Material:
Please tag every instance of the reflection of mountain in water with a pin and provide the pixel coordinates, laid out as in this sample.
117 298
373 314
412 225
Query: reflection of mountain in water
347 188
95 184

Written request:
Rewrite all of the lines above, substituting "hill" for "mountain" wherever it occurs and leaving everything else unchanged.

Task result:
Please tag every instance of the reflection of hill in water with a pin and provide the pixel coordinates, laid out as in this sample.
117 298
373 314
412 225
Query: reflection of hill in water
347 188
95 184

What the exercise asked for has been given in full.